### STATED PROBLEM
Identify each line in the rows below that contains the string "Target", and copy every such line in full.

### INPUT MATERIAL

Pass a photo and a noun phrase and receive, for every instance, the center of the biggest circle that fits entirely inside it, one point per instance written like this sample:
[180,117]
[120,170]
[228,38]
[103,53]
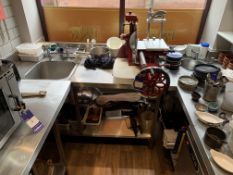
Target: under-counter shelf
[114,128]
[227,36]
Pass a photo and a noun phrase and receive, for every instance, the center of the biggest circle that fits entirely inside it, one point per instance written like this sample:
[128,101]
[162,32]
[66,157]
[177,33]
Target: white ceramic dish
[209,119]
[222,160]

...

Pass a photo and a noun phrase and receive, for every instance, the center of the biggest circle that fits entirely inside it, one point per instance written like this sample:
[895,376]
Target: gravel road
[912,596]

### RESULT
Target: under-counter shelf
Target: white ceramic dish
Target: gravel road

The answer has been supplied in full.